PROBLEM DESCRIPTION ->
Output all of the entries exactly as written.
——————
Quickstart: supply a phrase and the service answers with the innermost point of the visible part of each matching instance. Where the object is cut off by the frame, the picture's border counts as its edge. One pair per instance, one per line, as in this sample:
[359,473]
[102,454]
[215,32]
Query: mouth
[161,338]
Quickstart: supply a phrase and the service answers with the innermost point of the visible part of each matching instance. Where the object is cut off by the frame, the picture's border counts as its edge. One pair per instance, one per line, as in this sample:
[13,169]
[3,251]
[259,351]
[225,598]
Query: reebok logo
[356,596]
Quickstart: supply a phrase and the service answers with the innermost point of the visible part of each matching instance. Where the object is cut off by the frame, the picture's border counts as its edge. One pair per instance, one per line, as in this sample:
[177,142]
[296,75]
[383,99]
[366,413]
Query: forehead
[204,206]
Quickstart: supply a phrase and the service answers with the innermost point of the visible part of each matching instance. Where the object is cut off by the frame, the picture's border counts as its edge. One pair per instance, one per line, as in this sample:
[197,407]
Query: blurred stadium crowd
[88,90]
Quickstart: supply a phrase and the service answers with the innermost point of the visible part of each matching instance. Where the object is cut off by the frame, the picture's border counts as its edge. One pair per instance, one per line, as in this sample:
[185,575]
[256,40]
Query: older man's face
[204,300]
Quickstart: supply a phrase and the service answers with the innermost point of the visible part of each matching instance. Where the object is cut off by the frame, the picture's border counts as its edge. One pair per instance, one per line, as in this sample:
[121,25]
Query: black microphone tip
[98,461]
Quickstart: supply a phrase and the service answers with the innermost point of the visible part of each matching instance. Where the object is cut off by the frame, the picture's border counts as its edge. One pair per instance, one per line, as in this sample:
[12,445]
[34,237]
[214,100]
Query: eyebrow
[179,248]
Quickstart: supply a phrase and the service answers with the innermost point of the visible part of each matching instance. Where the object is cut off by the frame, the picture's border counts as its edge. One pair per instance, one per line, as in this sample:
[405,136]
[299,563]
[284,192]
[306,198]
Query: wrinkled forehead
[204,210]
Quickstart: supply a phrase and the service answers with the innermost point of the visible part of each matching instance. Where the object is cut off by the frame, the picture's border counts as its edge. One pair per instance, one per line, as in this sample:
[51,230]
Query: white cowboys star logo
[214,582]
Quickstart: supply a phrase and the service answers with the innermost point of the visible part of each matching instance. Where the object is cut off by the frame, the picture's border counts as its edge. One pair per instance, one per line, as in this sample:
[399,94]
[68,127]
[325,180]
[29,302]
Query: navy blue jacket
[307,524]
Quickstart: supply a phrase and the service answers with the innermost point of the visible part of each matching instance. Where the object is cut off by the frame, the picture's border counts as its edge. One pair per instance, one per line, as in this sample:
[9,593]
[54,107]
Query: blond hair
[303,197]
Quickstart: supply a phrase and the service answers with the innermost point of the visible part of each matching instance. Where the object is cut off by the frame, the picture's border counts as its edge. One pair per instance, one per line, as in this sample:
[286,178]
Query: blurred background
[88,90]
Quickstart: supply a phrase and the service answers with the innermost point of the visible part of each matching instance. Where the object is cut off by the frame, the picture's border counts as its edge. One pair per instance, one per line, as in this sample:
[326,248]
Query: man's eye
——————
RESULT ->
Quickstart: supply a phrase and the service answers with the innermost point of the visible part of each matching instance. Where the object is cut off by the frame, the picture's border counts as its edge. One pair per instance, one per line, as in this sample:
[359,473]
[102,454]
[215,32]
Query: mouth
[161,338]
Quickstart: supply a phrase and the service answers with the innermost point of the visible part of each matching instance. Where the object is cut off by the frame, the picture's border counts as its edge. One pair per instance, one per line, as in this sample:
[13,169]
[3,251]
[259,351]
[225,598]
Query: reebok logo
[356,596]
Quickstart: supply a phrase and the service answers with the innermost point of the visible part of each matching instance. Where the object is cut off by the frame, the picture's border counts as its edge. One pair per instance, one per line, as in this sample:
[177,142]
[296,75]
[383,99]
[366,413]
Query: forehead
[204,206]
Quickstart: supply a phrase and the service answers with the innermost point of the visible part of each matching instance. Where the object is cut off by the frame, the picture's border counts as its edge. One pair per instance, one per line, as in this sample:
[197,407]
Query: blurred stadium crowd
[88,90]
Quickstart: supply a phrase and the service answers with the innermost point of the visible part of each matching instance. Where the object is cut off by the frame, the picture's border counts as its edge. One pair per instance, one per line, as in this sample:
[185,575]
[256,40]
Query: older man's face
[204,300]
Quickstart: supply a phrase and the service answers with the innermost point of the visible part of each matching instance. Where the object is cut off by the frame, the picture's border counts as its edge. One pair per instance, one per line, as in this sample:
[121,25]
Query: black microphone tip
[98,461]
Quickstart: supply a phrase and the service answers with the innermost point of the visible part of each matching instance. Where the object is cut off by the frame, the picture's border counts as its edge. One pair per instance, one per line, as in this sample:
[12,445]
[34,237]
[214,100]
Query: eyebrow
[179,248]
Quickstart: supply a phrase and the service answers with the innermost point of the visible part of each matching instance. Where the object is cut off by the frame, the picture's border counts as its edge. One pair per instance, one per line, as in this sample:
[405,136]
[299,563]
[284,192]
[306,198]
Query: wrinkled forehead
[204,210]
Quickstart: supply a phrase and the service answers with the innermost point of the visible part of each matching instance. Where the object is cut off by the frame, the picture's border counts as its edge. One pair per instance, one per line, as in this sample:
[51,230]
Query: white cowboys star logo
[214,582]
Quickstart: supply a phrase and the service answers with the innermost point of the visible part of each matching instance. Where the object is cut off by the frame, the picture's border counts as its edge. One pair per instance, one per line, as in this sample:
[399,94]
[68,127]
[325,180]
[29,302]
Query: navy blue jacket
[307,524]
Quickstart: supply a phrase and the service answers with the innermost point of the visible part of each matching instance. Where the object is cut off by the frame, the picture's border counts as its edge. One pair per instance, one per line, as in this sample:
[9,593]
[54,107]
Query: blond hair
[303,197]
Quickstart: supply a phrase and the service answers with the innermost point of the visible part of each matching instance. Where the object is cut off by the frame, the picture's border counts as its edge. One pair per instance, one per line, as in this sample:
[286,178]
Query: blurred background
[88,90]
Quickstart: supply a phrase and the service answers with the innermost point of the visible part of each matching instance. Where the object is cut off by the frame, the picture's border counts as its edge. One pair per instance, one per line, as in this sample:
[326,248]
Query: man's eye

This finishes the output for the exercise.